### EXERCISE OBJECTIVE
Please rewrite the lines starting at the one that contains "For each instance of the overcast" and continuing through the final line, substituting "rucksack" for "backpack" and keeping everything else unchanged.

BEGIN THE RECORDS

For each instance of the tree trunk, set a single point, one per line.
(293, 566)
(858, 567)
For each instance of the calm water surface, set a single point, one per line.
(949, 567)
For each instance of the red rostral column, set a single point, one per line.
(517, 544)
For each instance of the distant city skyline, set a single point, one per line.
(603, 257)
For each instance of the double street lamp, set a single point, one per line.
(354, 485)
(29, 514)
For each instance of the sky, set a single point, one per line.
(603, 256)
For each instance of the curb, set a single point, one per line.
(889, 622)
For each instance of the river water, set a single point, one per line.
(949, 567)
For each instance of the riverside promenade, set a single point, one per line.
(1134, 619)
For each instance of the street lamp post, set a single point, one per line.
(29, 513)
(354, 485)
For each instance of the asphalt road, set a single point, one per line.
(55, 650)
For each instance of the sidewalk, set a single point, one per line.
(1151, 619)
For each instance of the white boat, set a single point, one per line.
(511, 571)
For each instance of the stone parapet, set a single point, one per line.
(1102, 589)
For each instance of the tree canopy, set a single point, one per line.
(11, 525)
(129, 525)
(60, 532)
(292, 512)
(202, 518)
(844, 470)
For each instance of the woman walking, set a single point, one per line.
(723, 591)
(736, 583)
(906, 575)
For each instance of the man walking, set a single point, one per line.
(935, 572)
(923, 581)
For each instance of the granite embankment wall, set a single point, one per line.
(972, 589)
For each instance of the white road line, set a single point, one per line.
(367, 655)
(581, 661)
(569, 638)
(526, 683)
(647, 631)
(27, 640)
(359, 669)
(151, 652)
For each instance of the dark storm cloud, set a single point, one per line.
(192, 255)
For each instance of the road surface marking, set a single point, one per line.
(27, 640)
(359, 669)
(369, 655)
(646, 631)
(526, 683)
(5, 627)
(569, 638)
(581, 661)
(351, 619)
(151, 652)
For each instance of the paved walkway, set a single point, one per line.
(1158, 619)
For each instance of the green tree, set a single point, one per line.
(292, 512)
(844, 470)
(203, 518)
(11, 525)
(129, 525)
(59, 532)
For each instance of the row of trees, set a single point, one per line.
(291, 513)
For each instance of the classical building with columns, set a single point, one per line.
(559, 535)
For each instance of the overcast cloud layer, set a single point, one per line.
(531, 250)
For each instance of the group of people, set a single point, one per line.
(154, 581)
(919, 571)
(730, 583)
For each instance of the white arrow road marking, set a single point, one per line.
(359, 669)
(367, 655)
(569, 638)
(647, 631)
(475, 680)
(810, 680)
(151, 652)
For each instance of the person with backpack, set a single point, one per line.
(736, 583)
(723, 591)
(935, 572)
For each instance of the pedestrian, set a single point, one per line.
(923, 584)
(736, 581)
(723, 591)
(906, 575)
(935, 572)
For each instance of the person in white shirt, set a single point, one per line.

END THE RECORDS

### WRITTEN SOLUTION
For each instance of the overcast cloud layer, set a single point, one per line.
(531, 250)
For each instance of the group of people, set a single point, one per line.
(154, 581)
(919, 571)
(730, 583)
For each instance of the white arrow road marking, set a single point, one per line.
(359, 669)
(367, 655)
(569, 638)
(647, 631)
(475, 680)
(810, 680)
(151, 652)
For each instance of the person with rucksack, set a single point, one per line.
(736, 583)
(723, 591)
(935, 572)
For each instance of the pedestrian, set a single point, one per line.
(923, 584)
(736, 581)
(723, 591)
(906, 575)
(935, 572)
For each instance of the person in white shirt, set a single point, one per line.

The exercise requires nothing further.